**Work to be completed:**
If a line in the entries below includes "blurred", show that line.
[[ Material for the task, beginning ]]
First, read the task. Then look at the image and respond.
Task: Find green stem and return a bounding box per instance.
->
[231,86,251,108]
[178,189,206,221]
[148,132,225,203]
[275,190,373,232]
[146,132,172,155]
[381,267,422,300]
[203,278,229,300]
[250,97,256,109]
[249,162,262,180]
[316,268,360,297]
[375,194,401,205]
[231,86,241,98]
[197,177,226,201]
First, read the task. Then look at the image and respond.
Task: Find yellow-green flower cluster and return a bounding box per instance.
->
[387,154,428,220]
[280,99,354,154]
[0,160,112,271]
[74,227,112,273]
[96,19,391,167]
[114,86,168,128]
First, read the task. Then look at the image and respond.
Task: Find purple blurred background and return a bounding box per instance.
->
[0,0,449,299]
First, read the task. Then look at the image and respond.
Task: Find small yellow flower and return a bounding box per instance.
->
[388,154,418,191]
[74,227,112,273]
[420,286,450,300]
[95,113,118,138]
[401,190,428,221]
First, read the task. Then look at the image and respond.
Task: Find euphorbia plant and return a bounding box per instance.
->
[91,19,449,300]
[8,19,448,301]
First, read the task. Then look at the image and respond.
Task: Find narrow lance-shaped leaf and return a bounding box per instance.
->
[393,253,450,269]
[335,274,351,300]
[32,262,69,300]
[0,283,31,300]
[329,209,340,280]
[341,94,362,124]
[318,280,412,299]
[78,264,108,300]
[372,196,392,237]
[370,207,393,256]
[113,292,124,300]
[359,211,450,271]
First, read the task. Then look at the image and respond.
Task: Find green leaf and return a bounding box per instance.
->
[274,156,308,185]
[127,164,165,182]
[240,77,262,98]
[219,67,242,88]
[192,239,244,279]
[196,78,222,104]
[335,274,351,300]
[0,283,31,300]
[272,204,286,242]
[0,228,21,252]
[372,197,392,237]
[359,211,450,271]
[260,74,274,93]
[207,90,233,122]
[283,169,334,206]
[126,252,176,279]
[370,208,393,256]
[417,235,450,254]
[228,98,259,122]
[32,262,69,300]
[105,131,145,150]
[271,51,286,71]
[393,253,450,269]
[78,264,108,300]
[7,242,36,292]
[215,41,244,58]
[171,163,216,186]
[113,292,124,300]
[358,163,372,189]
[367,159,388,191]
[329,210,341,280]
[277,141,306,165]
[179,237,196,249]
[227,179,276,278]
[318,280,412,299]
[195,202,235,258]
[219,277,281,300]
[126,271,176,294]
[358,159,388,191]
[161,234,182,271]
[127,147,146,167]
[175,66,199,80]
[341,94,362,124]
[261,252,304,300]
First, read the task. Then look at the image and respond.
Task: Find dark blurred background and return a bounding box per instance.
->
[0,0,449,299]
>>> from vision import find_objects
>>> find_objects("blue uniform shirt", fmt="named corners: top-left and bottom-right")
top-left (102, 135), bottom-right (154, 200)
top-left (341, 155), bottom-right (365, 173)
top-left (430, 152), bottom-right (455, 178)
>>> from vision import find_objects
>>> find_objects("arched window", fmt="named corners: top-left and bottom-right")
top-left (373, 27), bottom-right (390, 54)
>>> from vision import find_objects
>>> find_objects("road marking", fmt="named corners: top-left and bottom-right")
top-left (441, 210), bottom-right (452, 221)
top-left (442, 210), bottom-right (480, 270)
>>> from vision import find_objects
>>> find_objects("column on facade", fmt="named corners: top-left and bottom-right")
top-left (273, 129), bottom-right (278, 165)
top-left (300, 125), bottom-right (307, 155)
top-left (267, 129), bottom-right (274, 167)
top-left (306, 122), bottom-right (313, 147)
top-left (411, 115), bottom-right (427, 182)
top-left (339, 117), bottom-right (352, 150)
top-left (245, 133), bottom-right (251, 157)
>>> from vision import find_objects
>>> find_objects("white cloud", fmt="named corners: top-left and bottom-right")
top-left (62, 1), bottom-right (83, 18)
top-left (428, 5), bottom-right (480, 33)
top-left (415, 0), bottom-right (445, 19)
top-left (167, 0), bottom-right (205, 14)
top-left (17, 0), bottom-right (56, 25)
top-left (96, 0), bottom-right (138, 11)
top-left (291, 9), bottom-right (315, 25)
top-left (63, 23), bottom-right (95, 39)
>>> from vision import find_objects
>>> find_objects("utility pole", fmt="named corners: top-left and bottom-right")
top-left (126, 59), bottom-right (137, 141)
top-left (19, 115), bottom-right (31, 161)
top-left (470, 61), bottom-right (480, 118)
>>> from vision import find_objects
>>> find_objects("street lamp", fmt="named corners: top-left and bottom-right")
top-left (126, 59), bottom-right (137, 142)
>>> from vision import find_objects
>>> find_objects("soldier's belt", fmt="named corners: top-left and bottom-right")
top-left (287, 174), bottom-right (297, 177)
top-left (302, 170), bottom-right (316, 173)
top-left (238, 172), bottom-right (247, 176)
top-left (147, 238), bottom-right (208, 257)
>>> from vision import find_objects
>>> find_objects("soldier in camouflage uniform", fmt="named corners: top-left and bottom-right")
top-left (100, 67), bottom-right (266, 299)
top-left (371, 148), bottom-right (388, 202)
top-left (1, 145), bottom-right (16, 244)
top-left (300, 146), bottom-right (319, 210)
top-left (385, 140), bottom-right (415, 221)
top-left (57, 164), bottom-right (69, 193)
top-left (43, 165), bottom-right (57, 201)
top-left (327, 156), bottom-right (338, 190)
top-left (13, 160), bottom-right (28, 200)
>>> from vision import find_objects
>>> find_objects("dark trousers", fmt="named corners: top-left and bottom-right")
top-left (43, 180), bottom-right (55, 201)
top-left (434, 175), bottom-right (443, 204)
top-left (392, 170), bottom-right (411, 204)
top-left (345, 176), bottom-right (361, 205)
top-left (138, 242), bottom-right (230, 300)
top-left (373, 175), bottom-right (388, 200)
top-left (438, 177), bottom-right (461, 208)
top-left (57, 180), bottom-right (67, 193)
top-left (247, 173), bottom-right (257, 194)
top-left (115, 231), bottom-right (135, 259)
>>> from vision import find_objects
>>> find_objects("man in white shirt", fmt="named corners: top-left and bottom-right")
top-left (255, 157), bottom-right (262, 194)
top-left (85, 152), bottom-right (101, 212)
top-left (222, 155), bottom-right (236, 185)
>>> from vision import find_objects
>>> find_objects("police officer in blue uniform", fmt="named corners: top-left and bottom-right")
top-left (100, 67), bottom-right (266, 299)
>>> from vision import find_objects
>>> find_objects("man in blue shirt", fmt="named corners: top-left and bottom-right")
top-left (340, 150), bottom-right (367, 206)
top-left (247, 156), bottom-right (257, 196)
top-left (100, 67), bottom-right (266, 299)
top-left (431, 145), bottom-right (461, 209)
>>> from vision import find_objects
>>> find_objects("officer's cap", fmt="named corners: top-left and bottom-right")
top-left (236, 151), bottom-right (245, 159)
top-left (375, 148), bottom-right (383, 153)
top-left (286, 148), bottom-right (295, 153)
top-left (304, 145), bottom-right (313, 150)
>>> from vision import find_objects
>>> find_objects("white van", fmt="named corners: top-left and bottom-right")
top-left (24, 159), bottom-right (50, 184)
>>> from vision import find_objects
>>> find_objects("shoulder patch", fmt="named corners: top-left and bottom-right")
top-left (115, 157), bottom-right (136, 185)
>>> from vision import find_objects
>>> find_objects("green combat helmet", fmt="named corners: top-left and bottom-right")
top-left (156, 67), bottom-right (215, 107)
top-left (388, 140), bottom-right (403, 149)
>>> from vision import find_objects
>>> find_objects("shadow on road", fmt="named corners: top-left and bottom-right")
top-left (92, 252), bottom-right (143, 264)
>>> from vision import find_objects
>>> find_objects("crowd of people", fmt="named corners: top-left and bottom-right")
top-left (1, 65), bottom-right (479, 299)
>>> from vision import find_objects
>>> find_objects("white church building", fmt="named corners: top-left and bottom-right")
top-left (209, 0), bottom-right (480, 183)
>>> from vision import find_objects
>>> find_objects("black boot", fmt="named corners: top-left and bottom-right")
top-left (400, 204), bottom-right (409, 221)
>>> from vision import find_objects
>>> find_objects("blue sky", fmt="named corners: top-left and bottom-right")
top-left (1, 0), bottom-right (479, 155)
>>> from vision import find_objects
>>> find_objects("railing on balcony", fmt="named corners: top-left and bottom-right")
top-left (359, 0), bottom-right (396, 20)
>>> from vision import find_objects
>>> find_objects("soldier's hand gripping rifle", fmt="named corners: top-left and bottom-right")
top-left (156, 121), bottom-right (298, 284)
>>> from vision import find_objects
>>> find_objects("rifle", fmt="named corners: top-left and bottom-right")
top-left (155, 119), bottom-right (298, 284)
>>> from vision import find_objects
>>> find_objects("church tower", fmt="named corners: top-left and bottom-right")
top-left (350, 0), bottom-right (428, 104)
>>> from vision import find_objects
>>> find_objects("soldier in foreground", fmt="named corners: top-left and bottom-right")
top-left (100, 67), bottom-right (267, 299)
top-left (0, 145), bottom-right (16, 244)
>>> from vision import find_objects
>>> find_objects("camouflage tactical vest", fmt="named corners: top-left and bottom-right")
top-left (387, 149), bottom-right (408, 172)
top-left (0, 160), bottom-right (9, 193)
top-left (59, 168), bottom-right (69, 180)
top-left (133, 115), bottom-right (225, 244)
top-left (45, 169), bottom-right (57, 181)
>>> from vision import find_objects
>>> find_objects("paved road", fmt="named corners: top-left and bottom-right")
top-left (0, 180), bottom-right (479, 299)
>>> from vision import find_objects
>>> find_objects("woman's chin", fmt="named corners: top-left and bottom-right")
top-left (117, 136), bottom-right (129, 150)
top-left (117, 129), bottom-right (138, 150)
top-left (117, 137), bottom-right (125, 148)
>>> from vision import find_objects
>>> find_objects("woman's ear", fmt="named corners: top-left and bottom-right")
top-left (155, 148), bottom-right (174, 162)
[[ Material for the task, end ]]
**Response to the task:**
Task: Find purple blurred background and return a bounding box per instance.
Task: Find dark blurred background and return a bounding box per instance.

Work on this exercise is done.